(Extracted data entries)
● ● ●

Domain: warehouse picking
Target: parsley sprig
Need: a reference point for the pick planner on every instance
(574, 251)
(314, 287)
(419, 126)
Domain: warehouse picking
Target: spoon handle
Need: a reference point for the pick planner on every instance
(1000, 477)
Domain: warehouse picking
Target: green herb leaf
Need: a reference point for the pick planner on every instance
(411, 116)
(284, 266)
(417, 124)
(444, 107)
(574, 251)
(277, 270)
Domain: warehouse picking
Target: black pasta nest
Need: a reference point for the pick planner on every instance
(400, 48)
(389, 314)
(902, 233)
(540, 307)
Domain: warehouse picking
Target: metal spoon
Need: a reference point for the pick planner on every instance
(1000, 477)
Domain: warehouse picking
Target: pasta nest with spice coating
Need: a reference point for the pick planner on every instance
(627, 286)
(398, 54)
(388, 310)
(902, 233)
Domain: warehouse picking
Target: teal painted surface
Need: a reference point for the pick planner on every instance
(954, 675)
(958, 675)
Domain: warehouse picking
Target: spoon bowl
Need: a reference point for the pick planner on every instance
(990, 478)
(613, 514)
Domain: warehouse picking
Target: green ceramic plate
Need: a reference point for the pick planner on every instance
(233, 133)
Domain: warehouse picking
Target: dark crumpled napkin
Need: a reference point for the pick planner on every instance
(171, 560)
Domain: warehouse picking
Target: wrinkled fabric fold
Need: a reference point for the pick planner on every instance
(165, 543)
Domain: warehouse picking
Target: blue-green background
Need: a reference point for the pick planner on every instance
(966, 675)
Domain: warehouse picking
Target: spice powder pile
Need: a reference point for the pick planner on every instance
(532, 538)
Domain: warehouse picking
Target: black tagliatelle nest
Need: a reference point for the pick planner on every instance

● ● ●

▶ _Task_:
Using the listing above, please repeat every entry exactly.

▶ _Full output_:
Domain: warehouse picking
Target: parsley sprig
Need: a reference point for the pick planner on every instance
(574, 251)
(314, 287)
(419, 126)
Domain: warehouse picking
Target: spoon handle
Need: a reference point for the pick planner on every instance
(1000, 477)
Domain: warehouse picking
Target: green herb leaf
Need: a reference point for the pick planner on every instance
(411, 116)
(284, 266)
(417, 124)
(444, 107)
(574, 251)
(277, 270)
Domain: warehouse picking
Target: black pasta nest
Need: a reference point for the pick planner on every instance
(400, 48)
(389, 314)
(902, 233)
(540, 307)
Domain: warehouse picking
Target: metal spoon
Need: a reference point for the pick planner on every instance
(1000, 477)
Domain: warehouse picking
Target: pasta nest with spice coating
Need: a reference point for the pick planner on every instance
(627, 286)
(398, 54)
(388, 310)
(902, 233)
Domain: warehouse picking
Target: teal painted surface
Need: a reference point for the pick planner on every instance
(954, 675)
(958, 675)
Domain: warehouse picking
Target: spoon bowl
Need: a reference point for the pick planner on every instance
(990, 478)
(613, 514)
Domain: warehouse picking
Target: green ceramic plate
Need: a reference point for the pick planner on every instance
(233, 133)
Domain: warehouse picking
Target: dark crumpled napkin
Need: a reference point for the pick planner on every instance
(171, 560)
Domain: warehouse picking
Target: wrinkled fabric fold
Need: a reference point for the pick planner on every instance
(165, 543)
Domain: warehouse picking
Target: blue-green background
Need: a reference point for the pick planner on every instance
(966, 675)
Domain: warehouse picking
Target: spice powder pile
Need: a reference point for the pick planner on every instance
(532, 538)
Domain: warehouse picking
Target: black tagliatelle nest
Need: a reference point for the pick planner on every instance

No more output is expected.